■ TASK INSTRUCTIONS
Return every one of the records below unchanged, line for line.

■ EXCERPTED RECORDS
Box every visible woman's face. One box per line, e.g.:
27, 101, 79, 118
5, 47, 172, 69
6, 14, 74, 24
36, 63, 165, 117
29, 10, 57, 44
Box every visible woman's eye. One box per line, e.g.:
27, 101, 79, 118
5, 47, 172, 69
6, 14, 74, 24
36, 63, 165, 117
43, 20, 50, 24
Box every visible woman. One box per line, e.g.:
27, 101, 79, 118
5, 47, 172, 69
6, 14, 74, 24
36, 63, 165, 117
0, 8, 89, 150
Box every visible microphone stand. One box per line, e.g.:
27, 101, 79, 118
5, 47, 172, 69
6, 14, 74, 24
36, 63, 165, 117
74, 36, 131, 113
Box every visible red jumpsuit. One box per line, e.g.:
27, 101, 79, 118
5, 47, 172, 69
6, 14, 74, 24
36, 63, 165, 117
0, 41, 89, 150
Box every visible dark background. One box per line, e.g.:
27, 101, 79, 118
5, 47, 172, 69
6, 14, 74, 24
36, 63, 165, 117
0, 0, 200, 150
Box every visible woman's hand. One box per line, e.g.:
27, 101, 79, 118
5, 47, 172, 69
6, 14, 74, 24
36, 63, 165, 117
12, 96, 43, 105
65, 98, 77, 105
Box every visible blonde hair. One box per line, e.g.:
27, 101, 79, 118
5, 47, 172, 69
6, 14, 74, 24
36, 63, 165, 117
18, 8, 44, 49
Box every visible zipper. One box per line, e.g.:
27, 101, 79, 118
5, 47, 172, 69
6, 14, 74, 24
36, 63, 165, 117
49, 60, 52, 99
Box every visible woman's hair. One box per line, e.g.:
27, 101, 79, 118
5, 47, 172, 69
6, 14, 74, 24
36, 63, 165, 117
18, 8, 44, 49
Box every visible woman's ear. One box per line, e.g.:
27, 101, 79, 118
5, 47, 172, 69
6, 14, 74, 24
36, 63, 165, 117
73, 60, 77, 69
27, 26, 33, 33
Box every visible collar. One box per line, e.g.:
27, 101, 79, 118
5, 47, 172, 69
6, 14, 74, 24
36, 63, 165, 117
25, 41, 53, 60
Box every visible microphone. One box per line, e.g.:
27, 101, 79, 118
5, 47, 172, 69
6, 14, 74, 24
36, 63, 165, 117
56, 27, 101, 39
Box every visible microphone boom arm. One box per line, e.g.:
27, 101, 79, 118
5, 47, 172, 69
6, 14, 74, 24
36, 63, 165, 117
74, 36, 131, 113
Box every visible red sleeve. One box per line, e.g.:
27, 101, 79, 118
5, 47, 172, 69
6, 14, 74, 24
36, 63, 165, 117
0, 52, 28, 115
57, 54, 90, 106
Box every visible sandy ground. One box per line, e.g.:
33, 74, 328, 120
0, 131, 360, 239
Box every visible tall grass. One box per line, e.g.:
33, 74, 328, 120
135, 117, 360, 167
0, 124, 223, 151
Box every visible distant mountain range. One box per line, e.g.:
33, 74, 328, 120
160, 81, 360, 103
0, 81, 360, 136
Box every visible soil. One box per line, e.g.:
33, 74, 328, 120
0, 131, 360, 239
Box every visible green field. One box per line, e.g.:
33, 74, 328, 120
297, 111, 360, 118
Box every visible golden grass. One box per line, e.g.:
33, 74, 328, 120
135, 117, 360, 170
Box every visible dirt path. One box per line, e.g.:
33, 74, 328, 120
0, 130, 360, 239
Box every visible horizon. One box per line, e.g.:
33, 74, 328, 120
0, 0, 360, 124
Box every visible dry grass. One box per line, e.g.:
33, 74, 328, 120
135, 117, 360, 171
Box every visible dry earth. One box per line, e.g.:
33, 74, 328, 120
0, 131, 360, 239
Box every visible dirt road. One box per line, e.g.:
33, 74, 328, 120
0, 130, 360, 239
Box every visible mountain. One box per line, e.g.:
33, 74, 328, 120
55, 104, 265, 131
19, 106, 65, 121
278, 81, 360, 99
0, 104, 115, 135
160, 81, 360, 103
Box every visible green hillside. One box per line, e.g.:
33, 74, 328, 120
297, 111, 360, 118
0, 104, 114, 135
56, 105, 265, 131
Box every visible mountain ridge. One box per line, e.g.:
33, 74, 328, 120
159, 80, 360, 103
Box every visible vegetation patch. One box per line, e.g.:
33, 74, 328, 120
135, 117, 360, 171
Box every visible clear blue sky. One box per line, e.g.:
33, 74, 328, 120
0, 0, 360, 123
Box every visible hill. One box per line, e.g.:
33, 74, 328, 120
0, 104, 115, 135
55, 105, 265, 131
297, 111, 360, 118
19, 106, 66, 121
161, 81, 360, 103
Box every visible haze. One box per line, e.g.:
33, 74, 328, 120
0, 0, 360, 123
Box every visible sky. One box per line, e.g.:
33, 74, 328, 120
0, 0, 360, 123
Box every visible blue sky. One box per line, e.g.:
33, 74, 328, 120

■ REPLY TO THE EXERCISE
Box every visible woman's face. One box per line, e.g.:
27, 101, 79, 118
5, 47, 172, 69
6, 14, 74, 24
36, 63, 165, 117
29, 10, 57, 44
Box every visible woman's eye. One box per line, e.g.:
27, 101, 79, 118
5, 47, 172, 69
6, 14, 74, 24
36, 63, 165, 117
43, 20, 50, 24
Box every visible woman. One box per line, e.g.:
27, 101, 79, 118
5, 47, 172, 69
6, 14, 74, 24
36, 63, 165, 117
0, 8, 89, 150
Box every visible microphone stand. One box per line, e.g.:
27, 101, 79, 118
5, 47, 172, 69
6, 14, 74, 24
36, 63, 165, 117
74, 36, 131, 113
Box every visible red jumpsuit. One box per line, e.g.:
27, 101, 79, 118
5, 47, 172, 69
6, 14, 74, 24
36, 63, 165, 117
0, 41, 89, 150
Box every visible dark background. One box per line, e.g.:
27, 101, 79, 118
5, 47, 172, 69
6, 14, 74, 24
36, 63, 165, 117
0, 0, 200, 150
Box every visible woman's hand. One box per line, e.g.:
27, 101, 79, 118
5, 47, 172, 69
6, 14, 74, 24
36, 63, 165, 117
12, 96, 43, 105
65, 98, 77, 105
Box every visible blonde hair. One box per line, e.g.:
27, 101, 79, 118
5, 47, 172, 69
6, 14, 74, 24
36, 63, 165, 117
18, 8, 44, 49
Box every visible zipper. One box per line, e.g.:
27, 101, 79, 118
5, 47, 172, 69
6, 14, 74, 24
36, 63, 165, 117
49, 60, 52, 99
Box every visible woman's hair. One box per line, e.g.:
27, 101, 79, 118
5, 47, 172, 69
6, 14, 74, 24
36, 63, 165, 117
18, 8, 44, 49
Box every visible woman's ear. One box per line, e.g.:
27, 101, 79, 118
5, 47, 172, 69
6, 14, 74, 24
36, 63, 165, 117
73, 60, 77, 69
27, 26, 33, 33
Box every visible collar. One box per line, e.g.:
27, 101, 79, 118
5, 47, 172, 69
6, 14, 74, 24
36, 63, 165, 117
25, 41, 53, 60
Box every visible microphone. One box per line, e.g.:
27, 101, 79, 118
5, 47, 172, 69
6, 14, 74, 24
36, 63, 165, 117
56, 27, 101, 39
Box every visible microphone boom arm. One box per line, e.g.:
27, 101, 79, 118
5, 47, 172, 69
6, 14, 74, 24
36, 63, 165, 117
74, 36, 131, 113
Box every visible red sleeve. One box per line, e.g.:
27, 101, 79, 118
5, 47, 172, 69
6, 14, 74, 24
36, 63, 165, 117
0, 52, 28, 115
57, 54, 90, 106
Box every visible sandy ground. One box per line, e.g.:
33, 74, 328, 120
0, 131, 360, 239
Box every visible tall grass. One box per line, e.g.:
33, 74, 328, 120
135, 117, 360, 167
0, 124, 223, 151
Box every visible distant mountain range. One box per line, e.g.:
33, 74, 328, 120
160, 81, 360, 103
0, 81, 360, 136
Box every visible soil. One box per line, e.g.:
33, 74, 328, 120
0, 131, 360, 239
Box every visible green field. One box per line, e.g.:
33, 74, 328, 120
297, 111, 360, 118
Box every visible golden grass. One box per line, e.g.:
33, 74, 328, 120
135, 117, 360, 170
Box every visible dirt path. One box per line, e.g.:
33, 74, 328, 120
0, 130, 360, 239
Box every visible horizon. One box per line, e.g.:
33, 74, 328, 120
0, 0, 360, 124
Box every visible dry grass. One box per line, e.g.:
33, 74, 328, 120
135, 117, 360, 171
Box every visible dry earth. One box per line, e.g.:
33, 74, 328, 120
0, 131, 360, 239
Box every visible dirt road. One box per line, e.g.:
33, 74, 328, 120
0, 130, 360, 239
Box every visible mountain. One box per line, e.g.:
33, 74, 328, 120
55, 104, 265, 131
19, 106, 65, 121
278, 81, 360, 99
0, 104, 115, 135
160, 81, 360, 103
Box every visible green hillside. One box per line, e.g.:
33, 74, 328, 120
297, 111, 360, 118
0, 104, 114, 135
56, 105, 265, 131
Box every visible mountain ridge. One box per line, e.g.:
33, 74, 328, 120
159, 80, 360, 103
Box every visible vegetation patch. One box per line, e.g.:
33, 74, 328, 120
135, 117, 360, 171
Box every visible clear blue sky. One box per line, e.g.:
33, 74, 328, 120
0, 0, 360, 123
Box every visible hill. One box per line, e.g.:
33, 74, 328, 120
0, 104, 115, 135
55, 105, 265, 131
297, 111, 360, 118
19, 106, 66, 121
161, 81, 360, 103
Box every visible haze. One box per line, e.g.:
33, 74, 328, 120
0, 0, 360, 123
Box every visible sky. One box per line, e.g.:
33, 74, 328, 120
0, 0, 360, 123
Box every visible blue sky. One box per line, e.g.:
33, 74, 328, 120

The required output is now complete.